▸ **What is required**: Return each line below that contains the string "water", copied verbatim and one per output line.

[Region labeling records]
══════════

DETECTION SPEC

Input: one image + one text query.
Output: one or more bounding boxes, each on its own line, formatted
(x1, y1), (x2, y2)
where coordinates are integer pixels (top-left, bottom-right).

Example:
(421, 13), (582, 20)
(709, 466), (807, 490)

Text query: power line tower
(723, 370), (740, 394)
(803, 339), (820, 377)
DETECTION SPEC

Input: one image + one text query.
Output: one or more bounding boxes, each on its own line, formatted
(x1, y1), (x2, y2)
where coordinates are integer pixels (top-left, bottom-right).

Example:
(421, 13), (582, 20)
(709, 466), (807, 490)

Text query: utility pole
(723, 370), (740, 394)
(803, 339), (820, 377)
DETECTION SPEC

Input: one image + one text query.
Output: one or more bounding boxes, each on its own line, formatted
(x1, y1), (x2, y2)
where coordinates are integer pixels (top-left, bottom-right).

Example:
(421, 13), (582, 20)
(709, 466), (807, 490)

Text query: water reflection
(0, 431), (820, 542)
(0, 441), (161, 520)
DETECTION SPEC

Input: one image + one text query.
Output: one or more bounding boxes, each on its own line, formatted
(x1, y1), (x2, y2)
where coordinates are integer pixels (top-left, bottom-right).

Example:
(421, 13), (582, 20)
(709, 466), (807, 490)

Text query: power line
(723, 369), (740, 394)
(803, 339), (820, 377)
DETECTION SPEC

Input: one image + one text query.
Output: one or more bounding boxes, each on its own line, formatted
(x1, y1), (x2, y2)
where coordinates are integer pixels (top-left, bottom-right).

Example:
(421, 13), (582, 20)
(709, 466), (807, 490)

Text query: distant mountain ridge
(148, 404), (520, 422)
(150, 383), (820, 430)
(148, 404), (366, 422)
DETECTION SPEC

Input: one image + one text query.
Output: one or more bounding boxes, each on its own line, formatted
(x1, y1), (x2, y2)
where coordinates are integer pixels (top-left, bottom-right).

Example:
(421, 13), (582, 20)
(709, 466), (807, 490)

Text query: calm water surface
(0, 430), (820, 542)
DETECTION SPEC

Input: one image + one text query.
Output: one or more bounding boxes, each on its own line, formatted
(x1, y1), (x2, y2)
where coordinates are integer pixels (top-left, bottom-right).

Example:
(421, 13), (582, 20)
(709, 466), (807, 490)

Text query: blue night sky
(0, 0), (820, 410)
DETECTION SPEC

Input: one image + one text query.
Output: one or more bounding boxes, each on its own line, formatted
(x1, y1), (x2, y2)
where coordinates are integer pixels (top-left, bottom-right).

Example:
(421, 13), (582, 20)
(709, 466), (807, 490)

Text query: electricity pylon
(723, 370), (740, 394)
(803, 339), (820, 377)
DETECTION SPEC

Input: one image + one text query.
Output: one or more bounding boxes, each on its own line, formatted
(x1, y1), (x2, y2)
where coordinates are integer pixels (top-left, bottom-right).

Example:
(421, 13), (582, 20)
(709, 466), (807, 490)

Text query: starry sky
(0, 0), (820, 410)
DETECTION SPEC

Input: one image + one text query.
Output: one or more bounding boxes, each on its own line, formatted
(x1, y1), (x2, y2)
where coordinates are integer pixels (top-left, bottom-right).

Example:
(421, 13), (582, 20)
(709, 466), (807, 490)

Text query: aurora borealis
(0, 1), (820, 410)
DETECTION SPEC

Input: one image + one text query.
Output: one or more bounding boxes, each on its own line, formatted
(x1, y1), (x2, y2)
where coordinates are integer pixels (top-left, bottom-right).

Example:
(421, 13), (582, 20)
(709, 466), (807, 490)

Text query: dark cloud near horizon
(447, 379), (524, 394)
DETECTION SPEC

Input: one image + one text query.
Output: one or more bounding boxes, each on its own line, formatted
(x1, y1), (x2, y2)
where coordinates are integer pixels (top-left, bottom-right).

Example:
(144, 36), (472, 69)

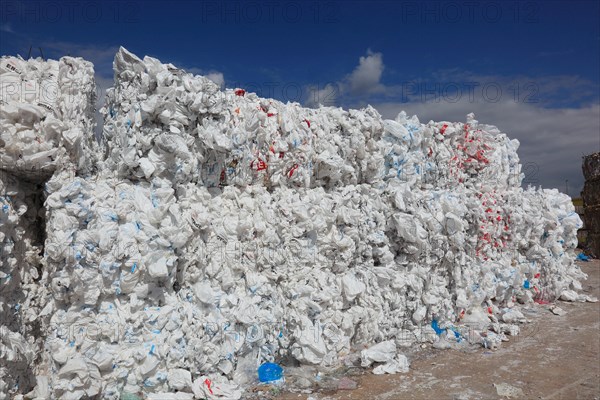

══════════

▸ **Task response**:
Text query: water reflection
Text query: calm water surface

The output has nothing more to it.